▶ **Petikan Pilihan**:
┌────────
"Dengan demikian industri hulu migas membangkitkan industri dalam negeri," tukas Satya dalam acara yang dihadiri oleh 600 peserta kalangan industri migas, akademisi dan pengamat tersebut.
Bahkan, kini DPR RI meminta kepada pemerintah untuk tidak melakukan ekspor migas bila produksi domestik belum mencukupi kebutuhan dalam negeri. Memang, kata Satya, pemerintah berdalih bahwa kapasitas dan teknologi kilang belum memadai untuk permintaan itu. DPR RI maklum, namun meminta pemerintah menyerahkan road map yang jelas untuk mewujudkannya.
Saat ini DPR RI bersama pemerintah juga sedang merevisi UU Migas menjadi lebih detil. Satya menjanjikan UU Migas yang baru kelak lebih bertenaga dan bernafaskan paradigma baru Indonesia dalam memperlakukan migas nasional.
Soal Tingkat Kandungan Dalam Negeri (TKDN) hulu migas nasional, Satya baru memuji soal keterlibatan sektor perbankan. Sementara untuk sektor lain ia belum melihat impelementasi yang baik. Salah satu alasannya karena produk lokal juga memakai kandungan luar negeri.
└────────
▶ **Bahan Sumber**:
┌────────
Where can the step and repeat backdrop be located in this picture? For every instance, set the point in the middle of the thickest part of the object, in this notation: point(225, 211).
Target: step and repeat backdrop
└────────
▶ **Soal**: Salinlah bagian teks tentang industri hulu migas yang dimulai dengan kata-kata "Soal Tingkat Kandungan" dan berlanjut hingga kata-kata "kandungan luar negeri.".

▶ **Jawaban**:
Soal Tingkat Kandungan Dalam Negeri (TKDN) hulu migas nasional, Satya baru memuji soal keterlibatan sektor perbankan. Sementara untuk sektor lain ia belum melihat impelementasi yang baik. Salah satu alasannya karena produk lokal juga memakai kandungan luar negeri.